WHAT THIS TASK INVOLVES:
Give back every entry below, exactly as written.
BEGIN RECORDS SUPPLIED
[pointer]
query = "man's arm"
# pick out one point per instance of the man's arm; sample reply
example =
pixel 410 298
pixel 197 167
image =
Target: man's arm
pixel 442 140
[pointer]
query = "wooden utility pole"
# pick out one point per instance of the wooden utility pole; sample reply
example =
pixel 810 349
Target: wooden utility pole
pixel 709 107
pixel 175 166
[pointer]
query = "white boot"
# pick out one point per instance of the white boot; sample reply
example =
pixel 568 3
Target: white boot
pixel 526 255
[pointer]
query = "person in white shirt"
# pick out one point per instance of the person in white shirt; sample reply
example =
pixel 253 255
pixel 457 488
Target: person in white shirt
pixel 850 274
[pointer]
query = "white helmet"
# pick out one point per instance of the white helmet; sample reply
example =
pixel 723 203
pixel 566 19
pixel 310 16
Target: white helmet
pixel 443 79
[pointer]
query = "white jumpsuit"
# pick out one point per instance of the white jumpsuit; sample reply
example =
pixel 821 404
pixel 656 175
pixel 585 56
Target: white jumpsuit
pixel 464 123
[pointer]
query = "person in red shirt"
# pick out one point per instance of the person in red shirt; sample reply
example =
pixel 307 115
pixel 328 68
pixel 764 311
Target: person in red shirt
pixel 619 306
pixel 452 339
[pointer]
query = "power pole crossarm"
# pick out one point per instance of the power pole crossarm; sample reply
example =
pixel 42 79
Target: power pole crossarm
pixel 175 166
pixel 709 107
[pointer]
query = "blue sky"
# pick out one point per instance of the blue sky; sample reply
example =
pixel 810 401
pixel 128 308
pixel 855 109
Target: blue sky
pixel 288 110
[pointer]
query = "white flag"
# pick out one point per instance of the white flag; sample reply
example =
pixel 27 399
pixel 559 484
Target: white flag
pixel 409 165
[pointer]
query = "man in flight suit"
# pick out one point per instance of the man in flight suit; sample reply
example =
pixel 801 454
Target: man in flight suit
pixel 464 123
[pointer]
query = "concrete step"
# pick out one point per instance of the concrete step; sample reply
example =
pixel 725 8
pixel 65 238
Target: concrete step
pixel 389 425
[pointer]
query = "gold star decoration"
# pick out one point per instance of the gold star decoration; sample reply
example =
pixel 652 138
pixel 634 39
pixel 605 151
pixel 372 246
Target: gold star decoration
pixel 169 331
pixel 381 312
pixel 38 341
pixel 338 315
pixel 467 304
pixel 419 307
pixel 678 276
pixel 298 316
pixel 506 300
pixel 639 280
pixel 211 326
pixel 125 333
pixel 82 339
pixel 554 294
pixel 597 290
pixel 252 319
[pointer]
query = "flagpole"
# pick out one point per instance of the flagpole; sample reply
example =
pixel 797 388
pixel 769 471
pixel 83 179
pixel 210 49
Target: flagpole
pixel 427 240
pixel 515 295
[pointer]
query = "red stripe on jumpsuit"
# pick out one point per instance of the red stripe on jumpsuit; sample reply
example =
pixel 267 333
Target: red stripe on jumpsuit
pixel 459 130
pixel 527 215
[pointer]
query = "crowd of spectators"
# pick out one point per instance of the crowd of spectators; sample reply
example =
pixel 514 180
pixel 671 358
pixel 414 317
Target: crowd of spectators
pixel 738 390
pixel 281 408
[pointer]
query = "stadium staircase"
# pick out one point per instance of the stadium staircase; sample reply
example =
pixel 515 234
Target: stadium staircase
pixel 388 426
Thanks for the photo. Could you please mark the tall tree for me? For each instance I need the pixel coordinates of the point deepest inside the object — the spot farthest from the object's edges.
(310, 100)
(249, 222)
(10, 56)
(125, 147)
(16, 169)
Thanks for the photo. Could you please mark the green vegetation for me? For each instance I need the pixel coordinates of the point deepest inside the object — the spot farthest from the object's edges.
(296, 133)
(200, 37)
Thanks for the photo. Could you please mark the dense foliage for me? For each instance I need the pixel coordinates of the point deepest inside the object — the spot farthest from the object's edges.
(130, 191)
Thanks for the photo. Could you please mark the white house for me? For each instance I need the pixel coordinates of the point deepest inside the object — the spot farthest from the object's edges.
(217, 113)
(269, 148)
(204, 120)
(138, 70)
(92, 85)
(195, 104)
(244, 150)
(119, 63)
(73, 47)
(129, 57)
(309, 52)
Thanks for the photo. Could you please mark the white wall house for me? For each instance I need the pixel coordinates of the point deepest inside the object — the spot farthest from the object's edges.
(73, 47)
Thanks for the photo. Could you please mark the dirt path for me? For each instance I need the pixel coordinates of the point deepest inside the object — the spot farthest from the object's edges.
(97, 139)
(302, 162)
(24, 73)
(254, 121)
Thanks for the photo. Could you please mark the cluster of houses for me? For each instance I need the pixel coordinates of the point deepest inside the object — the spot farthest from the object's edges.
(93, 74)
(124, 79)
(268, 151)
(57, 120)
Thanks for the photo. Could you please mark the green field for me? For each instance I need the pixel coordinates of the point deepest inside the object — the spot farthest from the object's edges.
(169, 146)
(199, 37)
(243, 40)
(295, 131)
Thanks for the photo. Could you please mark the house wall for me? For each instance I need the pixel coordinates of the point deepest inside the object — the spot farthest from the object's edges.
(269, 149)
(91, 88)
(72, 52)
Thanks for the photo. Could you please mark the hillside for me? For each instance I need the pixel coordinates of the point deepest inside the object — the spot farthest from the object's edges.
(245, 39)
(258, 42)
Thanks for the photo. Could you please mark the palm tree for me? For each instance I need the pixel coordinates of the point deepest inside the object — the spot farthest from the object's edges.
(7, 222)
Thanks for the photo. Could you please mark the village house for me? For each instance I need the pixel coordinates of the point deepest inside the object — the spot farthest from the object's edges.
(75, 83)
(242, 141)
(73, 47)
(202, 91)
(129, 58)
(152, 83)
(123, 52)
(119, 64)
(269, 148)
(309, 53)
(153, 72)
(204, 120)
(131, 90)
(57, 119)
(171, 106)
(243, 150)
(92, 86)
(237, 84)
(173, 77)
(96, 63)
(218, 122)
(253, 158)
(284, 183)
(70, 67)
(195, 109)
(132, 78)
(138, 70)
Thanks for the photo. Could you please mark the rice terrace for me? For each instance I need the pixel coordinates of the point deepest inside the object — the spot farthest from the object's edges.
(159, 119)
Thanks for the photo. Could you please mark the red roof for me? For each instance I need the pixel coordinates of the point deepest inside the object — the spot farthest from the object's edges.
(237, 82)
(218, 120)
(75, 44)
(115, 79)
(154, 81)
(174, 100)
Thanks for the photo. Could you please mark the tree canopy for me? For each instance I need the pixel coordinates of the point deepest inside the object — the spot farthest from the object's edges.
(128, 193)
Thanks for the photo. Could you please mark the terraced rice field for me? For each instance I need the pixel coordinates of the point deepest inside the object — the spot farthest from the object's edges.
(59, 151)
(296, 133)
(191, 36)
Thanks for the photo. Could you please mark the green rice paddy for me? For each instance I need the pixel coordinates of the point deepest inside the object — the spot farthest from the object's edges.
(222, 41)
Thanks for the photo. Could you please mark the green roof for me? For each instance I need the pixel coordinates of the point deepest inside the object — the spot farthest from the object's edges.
END RECORDS SUPPLIED
SOLUTION TO THIS TASK:
[pointer]
query = "man's arm"
# pick out one point per instance of the man's arm; sample reply
example =
pixel 410 298
pixel 197 167
image =
Target: man's arm
pixel 442 140
[pointer]
query = "wooden utility pole"
# pick out one point per instance of the wooden utility pole; sample reply
example =
pixel 810 349
Target: wooden utility pole
pixel 709 107
pixel 175 166
[pointer]
query = "white boot"
# pick out one point per instance of the white boot; sample reply
example =
pixel 568 3
Target: white boot
pixel 526 255
[pointer]
query = "person in white shirt"
# pick out one point per instance of the person in white shirt; sample reply
example =
pixel 253 255
pixel 457 488
Target: person in white shirt
pixel 850 274
[pointer]
query = "white helmet"
# pick out one point per instance of the white helmet; sample reply
example =
pixel 723 203
pixel 566 19
pixel 310 16
Target: white helmet
pixel 443 79
[pointer]
query = "white jumpsuit"
# pick out one point per instance of the white jumpsuit; sample reply
example =
pixel 821 404
pixel 656 175
pixel 585 56
Target: white jumpsuit
pixel 464 123
[pointer]
query = "person in red shirt"
# pick out one point per instance of the person in red shirt; sample reply
example =
pixel 307 115
pixel 328 68
pixel 764 311
Target: person in red shirt
pixel 619 306
pixel 452 339
[pointer]
query = "power pole crossarm"
# pick out one point per instance of the power pole crossarm; sample reply
example =
pixel 42 79
Target: power pole crossarm
pixel 175 166
pixel 709 107
[pointer]
query = "blue sky"
# pick out one point per instance of the blue sky; sample reply
example =
pixel 810 401
pixel 128 308
pixel 855 109
Target: blue sky
pixel 288 110
[pointer]
query = "white flag"
# pick out one point per instance of the white flag; sample reply
example =
pixel 27 399
pixel 559 484
Target: white flag
pixel 409 165
[pointer]
query = "man in flight suit"
# pick out one point per instance of the man in flight suit; sample reply
example =
pixel 801 454
Target: man in flight suit
pixel 464 123
[pointer]
query = "concrete step"
# pick out one point per instance of the concrete step; sample reply
example =
pixel 725 8
pixel 65 238
Target: concrete step
pixel 389 425
[pointer]
query = "gold star decoration"
# pick out one point per instance of the gold star decoration; sample reply
example =
pixel 652 138
pixel 634 39
pixel 605 151
pixel 372 246
Target: gold star decoration
pixel 169 331
pixel 381 312
pixel 38 341
pixel 338 315
pixel 467 304
pixel 419 307
pixel 678 276
pixel 298 316
pixel 506 300
pixel 639 280
pixel 211 326
pixel 125 333
pixel 82 339
pixel 554 294
pixel 597 290
pixel 252 319
[pointer]
query = "flagpole"
# pick out one point per instance of the flagpole; sample reply
example =
pixel 797 388
pixel 769 471
pixel 83 179
pixel 210 49
Target: flagpole
pixel 427 240
pixel 515 295
[pointer]
query = "red stripe on jumpsuit"
# pick out one point per instance of the red stripe on jumpsuit; sample reply
example =
pixel 267 333
Target: red stripe on jumpsuit
pixel 459 130
pixel 527 215
[pointer]
query = "crowd of spectators"
# pick out one point per instance of the crowd of spectators; sample reply
example =
pixel 514 180
pixel 671 358
pixel 414 317
Target: crowd of spectators
pixel 738 390
pixel 281 408
[pointer]
query = "stadium staircase"
# pick out one point per instance of the stadium staircase; sample reply
example =
pixel 515 234
Target: stadium staircase
pixel 388 426
Thanks for the photo. Could you please mark the tall tree for me? For each instance I need the pixel coordinates of the point deepest inside the object — the spot farthest from the object's edges.
(310, 100)
(249, 222)
(10, 56)
(125, 147)
(16, 169)
Thanks for the photo. Could you please mark the green vegetation for me? For each instance I need the pixel coordinates of the point deepest inside the object — the spot farthest from the object's edges.
(296, 133)
(200, 37)
Thanks for the photo. Could you please mark the dense foliage for me? For each instance I need the pixel coordinates of the point deepest inside the object — the spot farthest from the object's edges.
(130, 191)
Thanks for the photo. Could you please mark the white house for me? For each instance I need the pixel coordinates of the point deepest inside the object — the spot farthest from the object's edges.
(217, 113)
(269, 148)
(204, 120)
(138, 70)
(92, 85)
(195, 104)
(244, 150)
(119, 63)
(73, 47)
(129, 57)
(309, 52)
Thanks for the photo. Could you please mark the white wall house for me? For each instance I need the pixel coordinates of the point deepest inside the object — the spot farthest from the object's edges.
(73, 47)
Thanks for the photo. Could you please mark the dirt path for me? For each instance I need the pixel coordinates of the point deepest inside the object — the spot farthest from the object's edges.
(97, 139)
(302, 162)
(24, 73)
(254, 121)
Thanks for the photo. Could you please mark the cluster of houses for me? For each instance I need the pixel coordinates of the point deepest inside the object — the spot farthest from the object's edges.
(93, 74)
(124, 79)
(268, 151)
(57, 120)
Thanks for the photo. Could you please mark the green field for me? For each instance I need the pixel coordinates of the point deepest inside the object — the spot farthest from the object's edges.
(169, 146)
(199, 37)
(243, 40)
(295, 131)
Thanks for the photo. Could you please mark the house wall for me? For each instance I need the pixel coordinates of the point deepest inside the object — the spot farthest from the object's edges.
(269, 149)
(91, 88)
(72, 52)
Thanks for the photo. Could you please mark the hillside for me? For each instance I need the pixel coordinates of the point deepest inside the object — the spot farthest from the object's edges.
(245, 39)
(258, 42)
Thanks for the photo. Could you please mark the palm tree for me? For each instance I need the pixel coordinates of the point deepest inside the object — the spot farthest from the object's edges.
(7, 222)
Thanks for the photo. Could you please mark the village house for me? For each instance I need the pixel coordinates of the point deepest inside the object — the spot farthest from the object's edges.
(75, 83)
(242, 141)
(73, 47)
(202, 91)
(129, 58)
(152, 83)
(123, 52)
(119, 64)
(269, 148)
(309, 53)
(153, 72)
(204, 120)
(131, 90)
(57, 119)
(171, 106)
(243, 150)
(92, 86)
(237, 84)
(173, 77)
(96, 63)
(218, 122)
(253, 158)
(284, 183)
(70, 67)
(195, 109)
(132, 78)
(138, 70)
Thanks for the photo. Could you please mark the rice terrace for me? For each instance I need the pixel coordinates of the point deepest inside the object — the spot farthest from the object's edges.
(159, 119)
Thanks for the photo. Could you please mark the red roof for me? For each instance I need the pixel coordinates of the point deepest inside the object — the spot farthest from the object's edges.
(237, 82)
(218, 120)
(75, 44)
(115, 79)
(154, 81)
(174, 100)
Thanks for the photo. Could you please mark the tree canopy for me? For each instance I need the pixel coordinates of the point deepest inside the object — the spot farthest from the object's edges.
(128, 193)
Thanks for the photo. Could you please mark the terraced rice field for me? For each instance I need the pixel coordinates of the point deepest inside the object — the spot farthest from the object's edges.
(59, 151)
(296, 133)
(191, 36)
Thanks for the photo. Could you please mark the green rice paddy for me? For each instance I need the pixel coordinates of the point deepest inside the object — the spot farthest from the object's edges.
(222, 41)
Thanks for the photo. Could you please mark the green roof for me? For each instance I need the pixel coordinates of the point deepest inside the object — the spot farthest from the object's edges.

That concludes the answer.